- Aufgabenstellung 1 -
Beantworte anhand des Textes zu Steve Earles „Townes“ kurz diese Fragen:
(a) Welches Plattenlabel wird genannt?
(b) Wer vertritt laut Einleitung die Ansicht, dass hinter einem solchen Album mehr als Wertschätzung steckt?
(c) Um welche Art von Liedern geht es laut Text in der Kolumne?
- Aufgabenstellung 2 -
Nenne alle Situationen, in denen man laut dem Text zu Steve Earles „Townes“ das eine Lied auf den Lippen hat.
- Aufgabenstellung 3 -
Schreibe den Text zu Steve Earles „Townes“ im Anschluss an den letzten Satz weiter.

- Textauszug -
⟨

Steve Earle - Townes
(Photo © Ted Barron)
Blue Rose Records
Wenn ein Songwriter eine ganze Platte lang die Lieder eines Kollegen singt, steckt ganz sicher mehr als "nur" Wertschätzung dahinter. Das gilt besonders dann, wenn es dem Songwriter keineswegs an eigener Kreativität mangelt - findet Manfred Prescher. 29.06.2009
Man kennt das ja: Langsam quält man sich aus dem Bett - und noch ehe man sich damit beschäftigen kann, mit Schwung und Elan in den Tag einzugreifen, wird man schon überrollt. Unter der Dusche, beim Rasieren, beim Frühstücken, im Auto: Immer hat man dieses eine Lied auf den Lippen, summt es vor sich hin, nervt damit die Umgebung. Dabei weiß man nicht mal, wie es dieses Miststück von Song überhaupt geschafft hat, die Geschmackskontrollen zu überwinden. In dieser Kolumne geht es um solch perfide Lieder.

⟩

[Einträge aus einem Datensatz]
⟨

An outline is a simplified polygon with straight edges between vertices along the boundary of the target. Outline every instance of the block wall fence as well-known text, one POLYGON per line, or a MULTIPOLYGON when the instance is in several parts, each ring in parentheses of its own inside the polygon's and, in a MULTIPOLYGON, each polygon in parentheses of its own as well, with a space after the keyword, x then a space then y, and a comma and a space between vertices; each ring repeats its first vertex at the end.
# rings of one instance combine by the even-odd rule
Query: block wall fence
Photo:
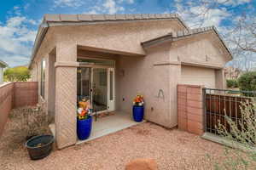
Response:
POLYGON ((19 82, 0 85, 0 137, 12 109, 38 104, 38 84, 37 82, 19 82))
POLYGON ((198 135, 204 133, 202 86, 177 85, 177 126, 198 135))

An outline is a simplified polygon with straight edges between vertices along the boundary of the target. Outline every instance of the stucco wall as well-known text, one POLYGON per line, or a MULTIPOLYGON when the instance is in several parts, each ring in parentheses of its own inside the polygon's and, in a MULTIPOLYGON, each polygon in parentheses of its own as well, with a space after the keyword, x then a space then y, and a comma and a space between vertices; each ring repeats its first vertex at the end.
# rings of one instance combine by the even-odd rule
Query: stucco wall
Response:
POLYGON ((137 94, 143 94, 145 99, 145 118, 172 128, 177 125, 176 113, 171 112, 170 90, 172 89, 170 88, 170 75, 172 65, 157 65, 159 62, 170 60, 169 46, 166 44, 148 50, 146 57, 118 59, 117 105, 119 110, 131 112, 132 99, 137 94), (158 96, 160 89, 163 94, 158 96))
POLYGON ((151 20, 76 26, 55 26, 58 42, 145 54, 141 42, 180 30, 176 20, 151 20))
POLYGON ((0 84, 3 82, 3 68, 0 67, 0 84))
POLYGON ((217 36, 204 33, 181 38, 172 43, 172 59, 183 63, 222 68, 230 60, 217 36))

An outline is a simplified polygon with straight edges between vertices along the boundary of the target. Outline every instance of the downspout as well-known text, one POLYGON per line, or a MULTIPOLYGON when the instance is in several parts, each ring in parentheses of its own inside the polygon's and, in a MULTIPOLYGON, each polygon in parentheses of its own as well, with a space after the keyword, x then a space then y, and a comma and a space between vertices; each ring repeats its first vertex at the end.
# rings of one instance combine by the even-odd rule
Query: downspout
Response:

⟩
⟨

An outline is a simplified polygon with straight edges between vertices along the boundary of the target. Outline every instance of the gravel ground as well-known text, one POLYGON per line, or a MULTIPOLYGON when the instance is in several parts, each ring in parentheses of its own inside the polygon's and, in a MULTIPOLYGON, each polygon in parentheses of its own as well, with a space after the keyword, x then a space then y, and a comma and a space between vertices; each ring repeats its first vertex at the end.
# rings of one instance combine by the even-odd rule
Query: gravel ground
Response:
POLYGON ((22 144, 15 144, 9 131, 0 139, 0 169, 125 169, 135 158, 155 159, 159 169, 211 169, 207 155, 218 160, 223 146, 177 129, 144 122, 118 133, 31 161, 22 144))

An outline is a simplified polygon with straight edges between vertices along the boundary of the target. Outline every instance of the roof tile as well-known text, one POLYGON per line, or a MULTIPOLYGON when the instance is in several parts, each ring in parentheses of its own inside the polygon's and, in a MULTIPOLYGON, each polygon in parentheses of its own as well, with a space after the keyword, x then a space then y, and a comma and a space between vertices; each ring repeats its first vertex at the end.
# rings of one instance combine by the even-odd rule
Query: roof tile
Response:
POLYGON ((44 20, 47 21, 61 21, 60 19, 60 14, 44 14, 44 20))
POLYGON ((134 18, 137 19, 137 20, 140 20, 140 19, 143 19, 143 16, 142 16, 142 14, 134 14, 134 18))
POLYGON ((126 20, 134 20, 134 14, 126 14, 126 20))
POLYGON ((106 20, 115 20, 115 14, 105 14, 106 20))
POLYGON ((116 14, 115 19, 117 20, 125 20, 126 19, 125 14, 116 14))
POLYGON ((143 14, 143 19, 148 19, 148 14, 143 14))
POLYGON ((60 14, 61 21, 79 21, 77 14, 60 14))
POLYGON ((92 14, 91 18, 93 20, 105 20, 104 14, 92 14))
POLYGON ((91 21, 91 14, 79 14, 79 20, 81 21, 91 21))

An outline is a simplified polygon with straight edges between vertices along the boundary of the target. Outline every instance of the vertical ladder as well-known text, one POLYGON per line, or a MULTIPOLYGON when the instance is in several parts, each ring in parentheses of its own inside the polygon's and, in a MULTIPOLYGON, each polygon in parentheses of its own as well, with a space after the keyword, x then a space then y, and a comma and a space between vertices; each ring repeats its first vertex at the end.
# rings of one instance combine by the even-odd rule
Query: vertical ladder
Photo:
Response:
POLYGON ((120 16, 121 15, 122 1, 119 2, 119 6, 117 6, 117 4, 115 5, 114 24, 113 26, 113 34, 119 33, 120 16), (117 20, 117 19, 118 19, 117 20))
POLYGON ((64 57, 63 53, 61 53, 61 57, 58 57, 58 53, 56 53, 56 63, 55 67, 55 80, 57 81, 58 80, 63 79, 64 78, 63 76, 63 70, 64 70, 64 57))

⟩

- Ergebnis 1 -
(a) Blue Rose Records
(b) Manfred Prescher
(c) Um perfide Lieder, die man den ganzen Tag auf den Lippen hat und vor sich hin summt.

- Ergebnis 2 -
Unter der Dusche, beim Rasieren, beim Frühstücken, im Auto

- Ergebnis 3 -
Wie wichtig war eigentlich Townes van Zandt? Wenn wir Steve Earle glauben wollen, war der Songwriter aus Forth Worth/Texas der Beste seiner Zunft. Dies, so kolportiert man mittlerweile sogar auf Wikipedia, habe Earle sogar Bob Dylan höchstpersönlich gesteckt. Van Zandts Reaktion auf diese vermeintliche gute Tat ist ebenfalls überliefert. Er zweifelte sie an und gab zu Protokoll, daß Steve sicher noch nicht mal an Bobs Leibgarde vorbeigekommen sei. Aber egal, ob nun der Wunsch Vater des Gedankens gewesen ist und Steve Earle vor lauter Liebe zum Aufschneider wurde, oder ob es sich wirklich so zutrug: Fest steht jedenfalls, daß er recht hatte. Übrigens kam Dylan durchaus von selber auf Van Zandt, aber das verwundert nicht. Schließlich hat der akribische Sammler seine Ohren so ziemlich überall.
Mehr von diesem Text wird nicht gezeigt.